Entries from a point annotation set
########

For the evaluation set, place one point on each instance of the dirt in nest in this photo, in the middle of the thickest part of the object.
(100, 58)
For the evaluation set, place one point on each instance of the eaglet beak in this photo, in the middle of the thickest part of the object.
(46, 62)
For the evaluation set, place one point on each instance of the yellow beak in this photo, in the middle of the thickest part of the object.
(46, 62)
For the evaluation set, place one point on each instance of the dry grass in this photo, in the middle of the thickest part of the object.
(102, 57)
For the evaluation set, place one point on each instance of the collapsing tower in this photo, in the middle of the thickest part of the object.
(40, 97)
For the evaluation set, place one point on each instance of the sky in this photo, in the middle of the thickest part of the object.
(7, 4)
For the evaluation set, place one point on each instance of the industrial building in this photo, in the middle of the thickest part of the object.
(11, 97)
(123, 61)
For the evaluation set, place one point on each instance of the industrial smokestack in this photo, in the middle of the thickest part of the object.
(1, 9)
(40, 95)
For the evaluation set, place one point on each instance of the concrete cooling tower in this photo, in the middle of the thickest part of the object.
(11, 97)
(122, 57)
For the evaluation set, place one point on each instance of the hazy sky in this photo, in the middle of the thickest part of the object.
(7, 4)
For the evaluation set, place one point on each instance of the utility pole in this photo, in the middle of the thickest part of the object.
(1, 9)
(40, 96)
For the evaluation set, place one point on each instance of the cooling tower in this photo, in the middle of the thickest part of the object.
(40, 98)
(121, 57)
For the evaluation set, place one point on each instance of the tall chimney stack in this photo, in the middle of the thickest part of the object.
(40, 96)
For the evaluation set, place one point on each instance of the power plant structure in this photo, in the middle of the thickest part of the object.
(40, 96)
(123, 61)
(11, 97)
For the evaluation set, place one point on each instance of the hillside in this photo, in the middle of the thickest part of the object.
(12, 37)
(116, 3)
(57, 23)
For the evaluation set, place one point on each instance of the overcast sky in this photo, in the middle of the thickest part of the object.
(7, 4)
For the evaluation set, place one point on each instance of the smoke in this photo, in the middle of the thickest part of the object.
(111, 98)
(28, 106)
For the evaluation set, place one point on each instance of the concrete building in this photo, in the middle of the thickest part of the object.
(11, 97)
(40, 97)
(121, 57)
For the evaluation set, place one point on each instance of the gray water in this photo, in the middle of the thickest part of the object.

########

● **Required task**
Return the lines above verbatim, every one of them, with no changes.

● **Response to the exercise**
For the evaluation set, place one point on each instance of the dirt in nest in this photo, in the middle of the thickest part of the object.
(100, 58)
For the evaluation set, place one point on each instance of the eaglet beak in this photo, in the middle of the thickest part of the object.
(46, 62)
For the evaluation set, place one point on each instance of the yellow beak in this photo, in the middle of the thickest part of the object.
(46, 62)
For the evaluation set, place one point on each instance of the dry grass in this photo, in the middle of the thickest part of the object.
(102, 57)
For the evaluation set, place one point on each instance of the collapsing tower in this photo, in the middle of the thickest part of the object.
(40, 97)
For the evaluation set, place one point on each instance of the sky in this photo, in the middle of the thickest part of the object.
(7, 4)
For the evaluation set, place one point on each instance of the industrial building in this photo, in the middle of the thickest part of the object.
(11, 97)
(123, 61)
For the evaluation set, place one point on each instance of the industrial smokestack in this photo, in the middle of the thickest part of the object.
(1, 9)
(40, 95)
For the evaluation set, place one point on each instance of the concrete cooling tower in this photo, in the middle of the thickest part of the object.
(11, 97)
(122, 57)
For the evaluation set, place one point on each instance of the hazy sky in this photo, in the middle of the thickest part of the object.
(7, 4)
For the evaluation set, place one point on each instance of the utility pole in this photo, in the middle of the thickest part of the object.
(1, 9)
(40, 96)
For the evaluation set, place one point on each instance of the cooling tower in this photo, in the middle of the thickest part of the object.
(40, 98)
(121, 57)
For the evaluation set, place one point on each instance of the tall chimney stack in this photo, in the middle of the thickest part of the object.
(40, 96)
For the evaluation set, place one point on each instance of the power plant structure in this photo, in the middle of the thickest part of the object.
(40, 96)
(123, 61)
(11, 97)
For the evaluation set, place one point on each instance of the hillside in this photo, in the middle of the thickest part of the object.
(12, 37)
(116, 3)
(57, 23)
For the evaluation set, place one point on each instance of the overcast sky in this photo, in the middle of the thickest part of the object.
(7, 4)
For the evaluation set, place one point on each instance of the smoke in this photo, in the middle of the thickest part of the object.
(111, 98)
(28, 106)
For the evaluation set, place one point on each instance of the concrete building in this photo, in the middle of the thickest part of the object.
(11, 97)
(40, 97)
(121, 57)
For the evaluation set, place one point on each instance of the gray water in this photo, in the middle of the thickest part of the object.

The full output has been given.